PASSAGE:

** Start **

Kelly Link Makes Fairy Tales Even Weirder Than You Remember

Literature

Like magic, narrative rearranges the world through words, and Kelly Link is one of modern fiction’s boldest alchemists. Her stories (which have now been collected into five books, and garnered Link a MacArthur “Genius Grant,” among other honors) make the familiar so strange it’s almost familiar again, spinning straw into ghosts and ghosts into disgruntled exes. What happens, then, when the bard of the workaday weird sets her sights on fairy tales, a genre already firmly grounded in the impossible, a literature in which animals talk and potions swiftly transform? A trip within a trip within a trip, to be sure—but one whose longings, joys, and betrayals remain stingingly human.

A book cover with a black dog inside of a shell.

The fairy tales that form the basis for each story in Link’s new collection, White Cat, Black Dog, draw upon a wide range of traditions, from Grimm classics to Scottish ballads to Norwegian folklore. Fairy tales are well-loved source materials for modern reimaginings, but the stories of White Cat stray wonderfully far from their sources; they’re not so much straight updates as they are fever dreams by the original characters that we’ve been permitted to step inside. Hansel and Gretel become android siblings marooned on a distant planet; hell’s royals brunch and bitch in modern-day Manhattan; Snow-White arrives at a house sitting gig where the instructions are scant but the magic mushrooms abundant. Into an ancient tradition of one-dimensional heroes and unbearably happy endings, White Cat instills the contradictions of real personality and relationships both fragile and tender. Slowly, these stories suggest that human desire is the dankest magic of all, every bit as likely to betray us as it is to save us. 

Over email, Link and I discussed what keeps fairy tales forever in our cultural imagination, how growing up religious shaped her own “personal superstitions” around life and writing, and the two-sided coin of humor and horror.


Chelsea Davis: Rules—often arbitrary, always ominous—shape many fairy tales, and most of the stories in White Cat. Don’t let anyone enter the front door; don’t visit your lover unless it’s snowing; and (my favorite) don’t hunker down for the night in a home that doesn’t have a corpse inside. How do explicit rules activate or shape a story?

Kelly Link: I love thinking about rules! I’m deeply interested in the relationship that we have with them as members of a family, or a social group, or a culture. They mark out the territory in which we (or our characters) live our lives. When thinking about imaginary people, a useful approach is to consider what rules they live by, which rules they break, and the consequences or freedoms that occur as a result.

When I was a kid, I was fascinated and horrified by all sorts of rules: Don’t wear white after Labor Day! Wear pantyhose with skirts. Never wear navy and black together. Don’t take candy from a stranger. 

I was a preacher’s kid, and aside from all the familiar stuff about virginity, and not taking the Lord’s name in vain, there were weirder, more interesting rules about not eating shellfish, or wearing certain fibers together, or not suffering a witch to live. (Though the two rules about loving your neighbor as yourself, and doing unto others as you would have them do unto you still seem like good practice.)

** End **

TASK SET:
[1] Repeat the part of the Kelly Link article starting with "Kelly Link: I" and going on through "from a stranger.".
[2] Answer these questions using the Kelly Link article:
(a) Into how many books have Link's stories been collected?
(b) What is the title of Link's new collection?
(c) Whose child does Link say she was growing up?
[3] Condense the paragraph of the Kelly Link article that begins "The fairy tales that form the basis" into a short list that keeps its main facts.
Rely only on the Kelly Link article for your answers.

[Rows from a dataset]
** Start **

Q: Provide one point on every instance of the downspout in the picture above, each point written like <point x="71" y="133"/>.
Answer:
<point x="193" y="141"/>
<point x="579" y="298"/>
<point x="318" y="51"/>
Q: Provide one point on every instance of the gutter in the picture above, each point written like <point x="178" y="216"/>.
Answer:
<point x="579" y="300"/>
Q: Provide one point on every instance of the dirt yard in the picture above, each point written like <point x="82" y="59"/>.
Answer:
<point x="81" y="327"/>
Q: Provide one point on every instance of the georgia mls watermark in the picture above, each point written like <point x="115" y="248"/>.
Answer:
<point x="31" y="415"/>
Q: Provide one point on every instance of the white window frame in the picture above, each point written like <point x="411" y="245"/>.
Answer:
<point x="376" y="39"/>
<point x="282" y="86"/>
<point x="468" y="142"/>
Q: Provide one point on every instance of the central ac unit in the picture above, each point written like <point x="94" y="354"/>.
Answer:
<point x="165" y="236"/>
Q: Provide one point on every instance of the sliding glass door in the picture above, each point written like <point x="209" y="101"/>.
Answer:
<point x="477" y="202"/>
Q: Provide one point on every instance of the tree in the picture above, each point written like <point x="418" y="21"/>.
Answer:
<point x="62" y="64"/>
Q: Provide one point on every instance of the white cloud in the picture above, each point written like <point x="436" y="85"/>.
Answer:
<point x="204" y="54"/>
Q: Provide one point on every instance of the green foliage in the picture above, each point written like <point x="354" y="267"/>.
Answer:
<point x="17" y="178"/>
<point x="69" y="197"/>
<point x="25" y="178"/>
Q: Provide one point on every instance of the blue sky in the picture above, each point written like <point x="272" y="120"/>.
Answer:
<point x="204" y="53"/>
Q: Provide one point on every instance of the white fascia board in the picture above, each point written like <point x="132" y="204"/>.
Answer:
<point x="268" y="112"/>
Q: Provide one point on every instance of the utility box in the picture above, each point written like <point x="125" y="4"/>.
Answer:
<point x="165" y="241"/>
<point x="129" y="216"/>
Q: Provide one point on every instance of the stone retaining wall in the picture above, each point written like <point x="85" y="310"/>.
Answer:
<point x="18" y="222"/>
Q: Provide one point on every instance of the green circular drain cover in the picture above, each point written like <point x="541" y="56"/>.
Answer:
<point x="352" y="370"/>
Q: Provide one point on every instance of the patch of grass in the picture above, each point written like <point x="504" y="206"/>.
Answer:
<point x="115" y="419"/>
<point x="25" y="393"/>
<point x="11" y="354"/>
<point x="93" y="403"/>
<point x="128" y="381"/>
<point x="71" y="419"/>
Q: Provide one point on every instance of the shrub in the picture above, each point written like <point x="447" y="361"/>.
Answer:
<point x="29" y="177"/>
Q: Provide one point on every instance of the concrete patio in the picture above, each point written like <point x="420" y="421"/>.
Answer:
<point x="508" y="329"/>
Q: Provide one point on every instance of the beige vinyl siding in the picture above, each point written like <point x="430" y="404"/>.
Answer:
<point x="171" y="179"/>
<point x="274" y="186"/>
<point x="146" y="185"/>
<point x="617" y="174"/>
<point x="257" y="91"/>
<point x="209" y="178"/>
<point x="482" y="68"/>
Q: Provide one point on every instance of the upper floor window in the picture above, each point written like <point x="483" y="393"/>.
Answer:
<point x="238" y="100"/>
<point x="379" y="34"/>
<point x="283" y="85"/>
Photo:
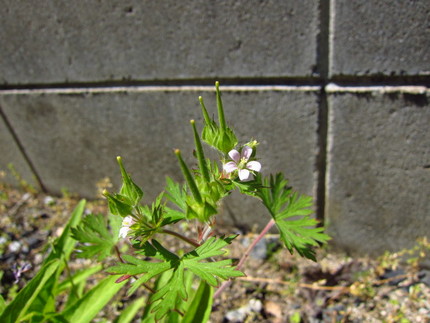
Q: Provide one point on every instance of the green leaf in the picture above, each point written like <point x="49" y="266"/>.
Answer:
<point x="21" y="303"/>
<point x="85" y="309"/>
<point x="200" y="308"/>
<point x="213" y="271"/>
<point x="118" y="204"/>
<point x="174" y="290"/>
<point x="220" y="137"/>
<point x="80" y="276"/>
<point x="128" y="313"/>
<point x="2" y="304"/>
<point x="95" y="237"/>
<point x="62" y="247"/>
<point x="200" y="154"/>
<point x="189" y="177"/>
<point x="169" y="294"/>
<point x="129" y="188"/>
<point x="177" y="194"/>
<point x="291" y="214"/>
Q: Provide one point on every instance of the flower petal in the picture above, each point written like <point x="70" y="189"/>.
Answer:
<point x="244" y="174"/>
<point x="234" y="154"/>
<point x="246" y="152"/>
<point x="229" y="167"/>
<point x="123" y="232"/>
<point x="254" y="165"/>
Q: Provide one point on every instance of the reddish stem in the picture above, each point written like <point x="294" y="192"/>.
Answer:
<point x="245" y="256"/>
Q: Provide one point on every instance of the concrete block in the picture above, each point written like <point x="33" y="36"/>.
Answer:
<point x="12" y="155"/>
<point x="378" y="170"/>
<point x="380" y="38"/>
<point x="73" y="137"/>
<point x="61" y="41"/>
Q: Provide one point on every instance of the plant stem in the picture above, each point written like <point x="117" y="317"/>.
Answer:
<point x="118" y="254"/>
<point x="245" y="256"/>
<point x="180" y="236"/>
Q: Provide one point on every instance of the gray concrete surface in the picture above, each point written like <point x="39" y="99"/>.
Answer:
<point x="78" y="86"/>
<point x="92" y="41"/>
<point x="12" y="155"/>
<point x="73" y="138"/>
<point x="380" y="38"/>
<point x="378" y="178"/>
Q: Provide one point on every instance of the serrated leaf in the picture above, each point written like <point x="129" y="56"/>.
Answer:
<point x="196" y="261"/>
<point x="95" y="237"/>
<point x="86" y="308"/>
<point x="200" y="308"/>
<point x="129" y="189"/>
<point x="177" y="194"/>
<point x="291" y="214"/>
<point x="118" y="204"/>
<point x="18" y="307"/>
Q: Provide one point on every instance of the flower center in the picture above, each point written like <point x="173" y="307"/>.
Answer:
<point x="242" y="163"/>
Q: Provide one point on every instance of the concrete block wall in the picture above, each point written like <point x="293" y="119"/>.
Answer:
<point x="336" y="92"/>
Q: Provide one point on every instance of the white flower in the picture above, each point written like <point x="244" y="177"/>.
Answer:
<point x="127" y="222"/>
<point x="241" y="164"/>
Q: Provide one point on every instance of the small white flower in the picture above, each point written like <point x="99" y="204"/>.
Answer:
<point x="241" y="164"/>
<point x="127" y="222"/>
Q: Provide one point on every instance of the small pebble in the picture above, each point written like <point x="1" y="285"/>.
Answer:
<point x="14" y="246"/>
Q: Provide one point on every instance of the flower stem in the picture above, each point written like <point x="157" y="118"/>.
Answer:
<point x="180" y="236"/>
<point x="245" y="256"/>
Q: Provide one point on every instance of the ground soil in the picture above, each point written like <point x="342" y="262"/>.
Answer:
<point x="279" y="287"/>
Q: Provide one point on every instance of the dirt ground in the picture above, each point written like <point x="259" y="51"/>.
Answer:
<point x="279" y="287"/>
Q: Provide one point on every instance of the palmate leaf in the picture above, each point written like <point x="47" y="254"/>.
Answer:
<point x="174" y="289"/>
<point x="95" y="237"/>
<point x="291" y="214"/>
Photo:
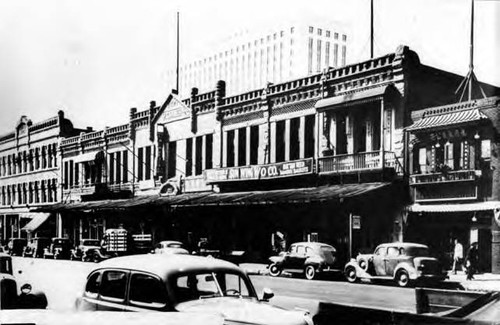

** End **

SOLVED PROBLEMS:
[1]
Kelly Link: I love thinking about rules! I’m deeply interested in the relationship that we have with them as members of a family, or a social group, or a culture. They mark out the territory in which we (or our characters) live our lives. When thinking about imaginary people, a useful approach is to consider what rules they live by, which rules they break, and the consequences or freedoms that occur as a result.

When I was a kid, I was fascinated and horrified by all sorts of rules: Don’t wear white after Labor Day! Wear pantyhose with skirts. Never wear navy and black together. Don’t take candy from a stranger.

[2]
(a) Five.
(b) White Cat, Black Dog.
(c) A preacher's.

[3]
- The stories in White Cat, Black Dog draw on fairy tales from many traditions, including Grimm classics, Scottish ballads, and Norwegian folklore.
- They stray far from their sources and read less like straight updates than like fever dreams of the original characters.
- Hansel and Gretel become android siblings marooned on a distant planet.
- Hell's royals brunch in modern-day Manhattan.
- Snow-White takes a house-sitting gig with scant instructions and abundant magic mushrooms.
- The collection gives one-dimensional heroes real personality and fragile, tender relationships.
- The stories suggest that human desire is the dankest magic, as likely to betray us as to save us.